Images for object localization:
******************************

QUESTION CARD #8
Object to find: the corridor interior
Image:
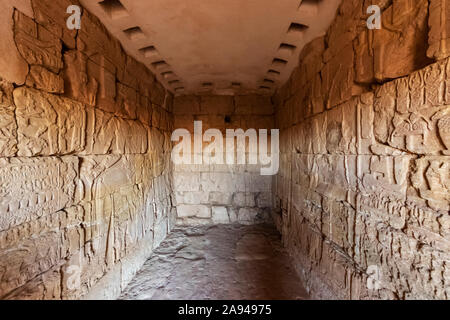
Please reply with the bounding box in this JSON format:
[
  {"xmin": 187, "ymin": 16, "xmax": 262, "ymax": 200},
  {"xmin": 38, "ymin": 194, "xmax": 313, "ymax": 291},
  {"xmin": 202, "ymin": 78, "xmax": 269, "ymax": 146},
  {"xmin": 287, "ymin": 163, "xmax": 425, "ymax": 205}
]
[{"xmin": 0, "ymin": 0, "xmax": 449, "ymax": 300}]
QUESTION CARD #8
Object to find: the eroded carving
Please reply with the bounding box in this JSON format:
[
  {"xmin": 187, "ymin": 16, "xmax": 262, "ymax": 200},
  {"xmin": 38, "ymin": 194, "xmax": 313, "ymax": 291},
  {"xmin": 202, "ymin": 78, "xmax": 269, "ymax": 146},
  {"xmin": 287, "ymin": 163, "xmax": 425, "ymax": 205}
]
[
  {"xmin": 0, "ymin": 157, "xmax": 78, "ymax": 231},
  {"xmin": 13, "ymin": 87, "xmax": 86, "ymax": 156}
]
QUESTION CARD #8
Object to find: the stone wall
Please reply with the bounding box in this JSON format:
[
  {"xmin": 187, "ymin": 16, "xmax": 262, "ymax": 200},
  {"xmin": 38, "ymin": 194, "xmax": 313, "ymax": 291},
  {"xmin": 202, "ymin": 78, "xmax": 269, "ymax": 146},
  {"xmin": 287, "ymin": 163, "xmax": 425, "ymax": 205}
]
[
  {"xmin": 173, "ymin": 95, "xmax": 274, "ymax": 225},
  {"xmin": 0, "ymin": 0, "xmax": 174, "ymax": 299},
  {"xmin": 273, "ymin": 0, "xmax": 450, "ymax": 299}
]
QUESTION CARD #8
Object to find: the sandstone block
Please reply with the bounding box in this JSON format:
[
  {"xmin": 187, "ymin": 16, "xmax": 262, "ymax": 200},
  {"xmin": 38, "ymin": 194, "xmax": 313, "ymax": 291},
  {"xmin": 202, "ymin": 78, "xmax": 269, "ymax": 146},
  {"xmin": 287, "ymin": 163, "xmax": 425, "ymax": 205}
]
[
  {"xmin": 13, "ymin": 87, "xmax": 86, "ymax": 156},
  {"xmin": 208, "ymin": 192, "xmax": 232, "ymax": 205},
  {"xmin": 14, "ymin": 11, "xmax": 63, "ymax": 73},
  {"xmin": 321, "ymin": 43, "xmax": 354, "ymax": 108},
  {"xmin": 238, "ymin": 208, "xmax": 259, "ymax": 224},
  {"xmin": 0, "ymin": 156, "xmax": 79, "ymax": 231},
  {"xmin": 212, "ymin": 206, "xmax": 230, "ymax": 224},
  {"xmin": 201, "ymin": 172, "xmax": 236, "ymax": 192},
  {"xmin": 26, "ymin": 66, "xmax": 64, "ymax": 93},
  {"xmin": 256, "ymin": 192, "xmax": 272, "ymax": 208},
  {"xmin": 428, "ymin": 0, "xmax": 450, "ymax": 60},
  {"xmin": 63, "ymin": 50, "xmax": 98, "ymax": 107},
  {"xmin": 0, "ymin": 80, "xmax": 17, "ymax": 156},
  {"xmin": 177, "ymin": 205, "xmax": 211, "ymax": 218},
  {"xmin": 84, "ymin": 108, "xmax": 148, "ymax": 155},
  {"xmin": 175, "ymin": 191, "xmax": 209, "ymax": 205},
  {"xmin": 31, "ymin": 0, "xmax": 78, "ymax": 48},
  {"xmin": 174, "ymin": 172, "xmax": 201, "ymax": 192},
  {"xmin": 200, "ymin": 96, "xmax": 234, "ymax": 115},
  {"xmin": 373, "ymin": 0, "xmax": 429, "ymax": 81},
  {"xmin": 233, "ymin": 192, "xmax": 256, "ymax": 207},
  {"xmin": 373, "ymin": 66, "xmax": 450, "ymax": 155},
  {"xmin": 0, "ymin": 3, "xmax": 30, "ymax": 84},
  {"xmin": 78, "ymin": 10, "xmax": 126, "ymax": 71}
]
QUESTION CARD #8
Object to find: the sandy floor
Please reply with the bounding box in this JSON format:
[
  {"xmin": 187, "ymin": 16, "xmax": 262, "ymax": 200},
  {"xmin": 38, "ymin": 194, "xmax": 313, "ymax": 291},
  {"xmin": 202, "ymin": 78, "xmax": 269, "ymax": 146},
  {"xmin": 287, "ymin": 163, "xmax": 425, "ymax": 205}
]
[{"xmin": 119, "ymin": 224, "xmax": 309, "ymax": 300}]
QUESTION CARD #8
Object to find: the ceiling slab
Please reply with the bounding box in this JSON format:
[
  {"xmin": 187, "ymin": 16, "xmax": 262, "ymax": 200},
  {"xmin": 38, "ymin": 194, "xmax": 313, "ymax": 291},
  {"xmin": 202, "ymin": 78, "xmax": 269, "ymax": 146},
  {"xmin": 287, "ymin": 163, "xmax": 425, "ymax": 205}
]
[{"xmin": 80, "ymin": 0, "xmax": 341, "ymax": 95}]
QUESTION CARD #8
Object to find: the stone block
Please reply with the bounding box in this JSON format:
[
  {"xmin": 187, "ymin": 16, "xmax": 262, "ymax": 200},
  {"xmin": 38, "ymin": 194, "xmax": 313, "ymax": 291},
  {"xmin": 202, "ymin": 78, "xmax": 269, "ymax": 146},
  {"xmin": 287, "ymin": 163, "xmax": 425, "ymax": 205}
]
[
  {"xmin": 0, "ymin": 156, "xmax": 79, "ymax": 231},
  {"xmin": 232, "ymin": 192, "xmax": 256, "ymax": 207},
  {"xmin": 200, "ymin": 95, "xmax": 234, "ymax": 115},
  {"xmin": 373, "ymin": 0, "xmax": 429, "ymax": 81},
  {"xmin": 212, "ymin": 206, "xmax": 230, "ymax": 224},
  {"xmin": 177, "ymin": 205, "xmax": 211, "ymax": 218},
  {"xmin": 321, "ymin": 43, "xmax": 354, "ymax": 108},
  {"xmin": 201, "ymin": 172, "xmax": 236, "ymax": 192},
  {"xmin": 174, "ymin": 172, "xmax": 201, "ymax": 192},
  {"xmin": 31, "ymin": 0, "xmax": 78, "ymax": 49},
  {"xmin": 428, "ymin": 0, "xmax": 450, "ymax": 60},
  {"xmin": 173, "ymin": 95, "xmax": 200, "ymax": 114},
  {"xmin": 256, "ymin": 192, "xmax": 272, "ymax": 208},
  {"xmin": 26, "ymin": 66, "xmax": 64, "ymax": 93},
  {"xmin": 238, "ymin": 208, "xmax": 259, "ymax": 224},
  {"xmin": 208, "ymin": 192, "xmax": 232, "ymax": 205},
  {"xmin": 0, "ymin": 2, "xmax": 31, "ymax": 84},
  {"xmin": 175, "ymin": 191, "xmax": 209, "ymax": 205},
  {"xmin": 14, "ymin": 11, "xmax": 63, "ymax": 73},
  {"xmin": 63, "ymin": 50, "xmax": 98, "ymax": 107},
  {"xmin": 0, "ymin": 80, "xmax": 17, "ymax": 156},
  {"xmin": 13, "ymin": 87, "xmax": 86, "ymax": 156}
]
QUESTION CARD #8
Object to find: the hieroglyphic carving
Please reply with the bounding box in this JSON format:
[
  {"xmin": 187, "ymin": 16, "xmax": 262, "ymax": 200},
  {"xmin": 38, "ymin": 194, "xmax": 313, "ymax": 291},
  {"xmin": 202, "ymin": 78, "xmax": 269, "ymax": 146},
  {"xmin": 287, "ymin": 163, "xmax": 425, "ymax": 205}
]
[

******************************

◆ WHAT THE TASK REQUIRES: Return every entry above exactly as written, minus the pictures.

◆ RESULT FOR THIS EXERCISE:
QUESTION CARD #8
Object to find: the corridor interior
Image:
Please reply with the bounding box in this JSON format:
[
  {"xmin": 187, "ymin": 16, "xmax": 262, "ymax": 200},
  {"xmin": 38, "ymin": 194, "xmax": 313, "ymax": 291},
  {"xmin": 202, "ymin": 78, "xmax": 269, "ymax": 146},
  {"xmin": 287, "ymin": 163, "xmax": 425, "ymax": 205}
]
[{"xmin": 0, "ymin": 0, "xmax": 449, "ymax": 300}]
QUESTION CARD #8
Object to find: the eroded carving
Please reply with the bounding box in this JSON format:
[
  {"xmin": 187, "ymin": 16, "xmax": 262, "ymax": 200},
  {"xmin": 38, "ymin": 194, "xmax": 313, "ymax": 291},
  {"xmin": 202, "ymin": 78, "xmax": 269, "ymax": 146},
  {"xmin": 287, "ymin": 163, "xmax": 425, "ymax": 205}
]
[
  {"xmin": 0, "ymin": 157, "xmax": 78, "ymax": 231},
  {"xmin": 13, "ymin": 87, "xmax": 86, "ymax": 156}
]
QUESTION CARD #8
Object to find: the stone wall
Please reply with the bounding box in this JSON format:
[
  {"xmin": 187, "ymin": 16, "xmax": 262, "ymax": 200},
  {"xmin": 38, "ymin": 194, "xmax": 313, "ymax": 291},
  {"xmin": 202, "ymin": 78, "xmax": 269, "ymax": 146},
  {"xmin": 287, "ymin": 163, "xmax": 425, "ymax": 205}
]
[
  {"xmin": 173, "ymin": 95, "xmax": 274, "ymax": 225},
  {"xmin": 0, "ymin": 0, "xmax": 174, "ymax": 299},
  {"xmin": 273, "ymin": 0, "xmax": 450, "ymax": 299}
]
QUESTION CARD #8
Object to find: the sandstone block
Please reply with the bounding box in this JSON format:
[
  {"xmin": 187, "ymin": 16, "xmax": 262, "ymax": 200},
  {"xmin": 38, "ymin": 194, "xmax": 313, "ymax": 291},
  {"xmin": 202, "ymin": 78, "xmax": 269, "ymax": 146},
  {"xmin": 287, "ymin": 163, "xmax": 425, "ymax": 205}
]
[
  {"xmin": 13, "ymin": 87, "xmax": 86, "ymax": 156},
  {"xmin": 208, "ymin": 192, "xmax": 232, "ymax": 205},
  {"xmin": 14, "ymin": 11, "xmax": 63, "ymax": 73},
  {"xmin": 321, "ymin": 43, "xmax": 354, "ymax": 108},
  {"xmin": 238, "ymin": 208, "xmax": 259, "ymax": 224},
  {"xmin": 0, "ymin": 156, "xmax": 79, "ymax": 231},
  {"xmin": 212, "ymin": 206, "xmax": 230, "ymax": 224},
  {"xmin": 201, "ymin": 172, "xmax": 236, "ymax": 192},
  {"xmin": 26, "ymin": 66, "xmax": 64, "ymax": 93},
  {"xmin": 256, "ymin": 192, "xmax": 272, "ymax": 208},
  {"xmin": 428, "ymin": 0, "xmax": 450, "ymax": 60},
  {"xmin": 63, "ymin": 50, "xmax": 98, "ymax": 107},
  {"xmin": 0, "ymin": 80, "xmax": 17, "ymax": 156},
  {"xmin": 177, "ymin": 205, "xmax": 211, "ymax": 218},
  {"xmin": 84, "ymin": 108, "xmax": 148, "ymax": 155},
  {"xmin": 175, "ymin": 191, "xmax": 209, "ymax": 205},
  {"xmin": 31, "ymin": 0, "xmax": 78, "ymax": 48},
  {"xmin": 174, "ymin": 172, "xmax": 201, "ymax": 192},
  {"xmin": 200, "ymin": 96, "xmax": 234, "ymax": 115},
  {"xmin": 373, "ymin": 0, "xmax": 429, "ymax": 81},
  {"xmin": 233, "ymin": 192, "xmax": 256, "ymax": 207},
  {"xmin": 373, "ymin": 66, "xmax": 450, "ymax": 155},
  {"xmin": 0, "ymin": 3, "xmax": 30, "ymax": 84},
  {"xmin": 78, "ymin": 10, "xmax": 126, "ymax": 71}
]
QUESTION CARD #8
Object to find: the sandy floor
Please reply with the bounding box in this JSON format:
[
  {"xmin": 187, "ymin": 16, "xmax": 262, "ymax": 200},
  {"xmin": 38, "ymin": 194, "xmax": 313, "ymax": 291},
  {"xmin": 202, "ymin": 78, "xmax": 269, "ymax": 146},
  {"xmin": 287, "ymin": 163, "xmax": 425, "ymax": 205}
]
[{"xmin": 119, "ymin": 224, "xmax": 309, "ymax": 300}]
QUESTION CARD #8
Object to find: the ceiling slab
Please reply with the bounding box in this JSON format:
[
  {"xmin": 187, "ymin": 16, "xmax": 262, "ymax": 200},
  {"xmin": 38, "ymin": 194, "xmax": 313, "ymax": 291},
  {"xmin": 202, "ymin": 78, "xmax": 269, "ymax": 146},
  {"xmin": 287, "ymin": 163, "xmax": 425, "ymax": 205}
]
[{"xmin": 80, "ymin": 0, "xmax": 341, "ymax": 95}]
QUESTION CARD #8
Object to find: the stone block
Please reply with the bounding box in this JSON format:
[
  {"xmin": 187, "ymin": 16, "xmax": 262, "ymax": 200},
  {"xmin": 38, "ymin": 194, "xmax": 313, "ymax": 291},
  {"xmin": 202, "ymin": 78, "xmax": 269, "ymax": 146},
  {"xmin": 287, "ymin": 163, "xmax": 425, "ymax": 205}
]
[
  {"xmin": 0, "ymin": 156, "xmax": 79, "ymax": 231},
  {"xmin": 232, "ymin": 192, "xmax": 256, "ymax": 207},
  {"xmin": 200, "ymin": 95, "xmax": 234, "ymax": 115},
  {"xmin": 373, "ymin": 0, "xmax": 429, "ymax": 81},
  {"xmin": 212, "ymin": 206, "xmax": 230, "ymax": 224},
  {"xmin": 177, "ymin": 205, "xmax": 211, "ymax": 218},
  {"xmin": 321, "ymin": 43, "xmax": 354, "ymax": 108},
  {"xmin": 201, "ymin": 172, "xmax": 236, "ymax": 192},
  {"xmin": 174, "ymin": 172, "xmax": 201, "ymax": 192},
  {"xmin": 31, "ymin": 0, "xmax": 78, "ymax": 49},
  {"xmin": 428, "ymin": 0, "xmax": 450, "ymax": 60},
  {"xmin": 173, "ymin": 95, "xmax": 200, "ymax": 114},
  {"xmin": 256, "ymin": 192, "xmax": 272, "ymax": 208},
  {"xmin": 26, "ymin": 66, "xmax": 64, "ymax": 93},
  {"xmin": 238, "ymin": 208, "xmax": 259, "ymax": 224},
  {"xmin": 208, "ymin": 192, "xmax": 232, "ymax": 205},
  {"xmin": 0, "ymin": 2, "xmax": 31, "ymax": 84},
  {"xmin": 175, "ymin": 191, "xmax": 209, "ymax": 205},
  {"xmin": 14, "ymin": 11, "xmax": 63, "ymax": 73},
  {"xmin": 63, "ymin": 50, "xmax": 98, "ymax": 107},
  {"xmin": 0, "ymin": 80, "xmax": 17, "ymax": 156},
  {"xmin": 13, "ymin": 87, "xmax": 86, "ymax": 156}
]
QUESTION CARD #8
Object to find: the hieroglyphic carving
Please reply with the bounding box in this JSON format:
[
  {"xmin": 187, "ymin": 16, "xmax": 262, "ymax": 200},
  {"xmin": 38, "ymin": 194, "xmax": 313, "ymax": 291},
  {"xmin": 202, "ymin": 78, "xmax": 269, "ymax": 146},
  {"xmin": 287, "ymin": 163, "xmax": 425, "ymax": 205}
]
[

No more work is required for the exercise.